[WHAT YOU NEED TO DO]
1) In the excerpt on wisdom in religious traditions, how is Shaykh Bulleh Shah described?
2) Carry on the excerpt on wisdom in religious traditions from its final sentence.

[SOURCE EXCERPT]
===

There is great wisdom in other religious traditions. The Holy Spirit is present in every human heart and universally throughout all societies, religions and cultures so this should not be suprising.

Another one:

“…Tear down the mosque and temple too, break all that divides, but do not break the human heart, as it is there that God resides…”

- Shaykh Bulleh Shah (1680–1757), Punjabi Sufi poet
I’ve enjoyed reading the Norse myths some over the last few years. Some fascinating stories and some interesting tidbits of wisdom sprinkled throughout.

If I was at home right now, I’d post a couple.
 
I’ve enjoyed reading the Norse myths some over the last few years. Some fascinating stories and some interesting tidbits of wisdom sprinkled throughout.

If I was at home right now, I’d post a couple.

===

[Segmentation dataset records]
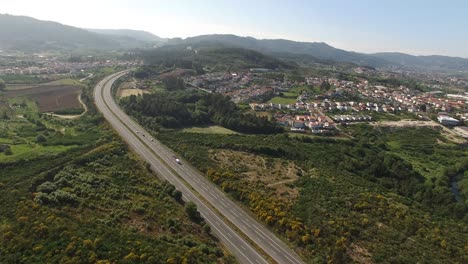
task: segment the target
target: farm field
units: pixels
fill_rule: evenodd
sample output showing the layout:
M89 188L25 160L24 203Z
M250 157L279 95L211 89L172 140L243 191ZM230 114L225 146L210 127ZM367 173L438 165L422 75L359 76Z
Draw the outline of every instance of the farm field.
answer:
M149 93L146 90L142 89L120 89L119 90L119 97L128 97L130 95L143 95L145 93Z
M82 85L82 83L80 83L79 81L75 80L75 79L70 79L70 78L66 78L66 79L59 79L59 80L55 80L55 81L50 81L50 82L46 82L46 83L32 83L32 84L22 84L22 83L19 83L19 84L7 84L6 85L6 90L7 91L14 91L14 90L24 90L24 89L32 89L32 88L39 88L39 87L44 87L44 86L57 86L57 85L73 85L73 86L80 86Z
M27 97L37 102L40 112L54 112L69 108L80 108L78 96L80 86L37 86L29 89L5 91L5 98Z
M208 126L208 127L190 127L185 128L184 132L200 133L200 134L238 134L235 131L221 127L221 126Z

===

[ANSWER SET]
1) He is described as a Punjabi Sufi poet who lived from 1680 to 1757.

2)
When you get the chance Iron it would be wonderful if you would share since I have never read them! 👍
 
👍

In fact the work of literature which this saying is derived from is considered to be a “major” work of Catholic mysticism:

“…Angelus Silesius, original name Johannes Scheffler (born December 1624, Breslau, Silesia [now Wrocław, Pol.]—died July 9, 1677, Breslau), religious poet remembered primarily as the author of Der Cherubinischer Wandersmann (1674; “The Cherubic Wanderer”), a major work of Roman Catholic mysticism…”

- Encyclopedia Britannica

If properly understood such statements are Orthodox and certainly not pantheistic. Indeed the Cherubic Wanderer was published with an imprimatur as the old catholic encyclopedia tells us:

“…Angelus published, in 1657, the two poetical works on which his fame rests. “The Soul’s Spiritual Delight” (Heilige Seelenlust) is a collection of more than two hundred religious songs, many of them of great beauty, which have found their way not only into Catholic, but even into Protestant hymn books. “The Cherubic Pilgrim” (Der Cherubinische Wandersmann) is a collection of over sixteen hundred rhymed couplets, full of deep religious thought expressed in epigrammatic form …] They ought to be interpreted in an orthodox sense, for Angelus Silesius was not a pantheist. His prose writings are orthodox; “The Cherubic Pilgrim” was published with the ecclesiastical Imprimatur, and, in his preface, the author himself explains his “paradoxes” in an orthodox sense, and repudiates any future pantheistic interpretation…”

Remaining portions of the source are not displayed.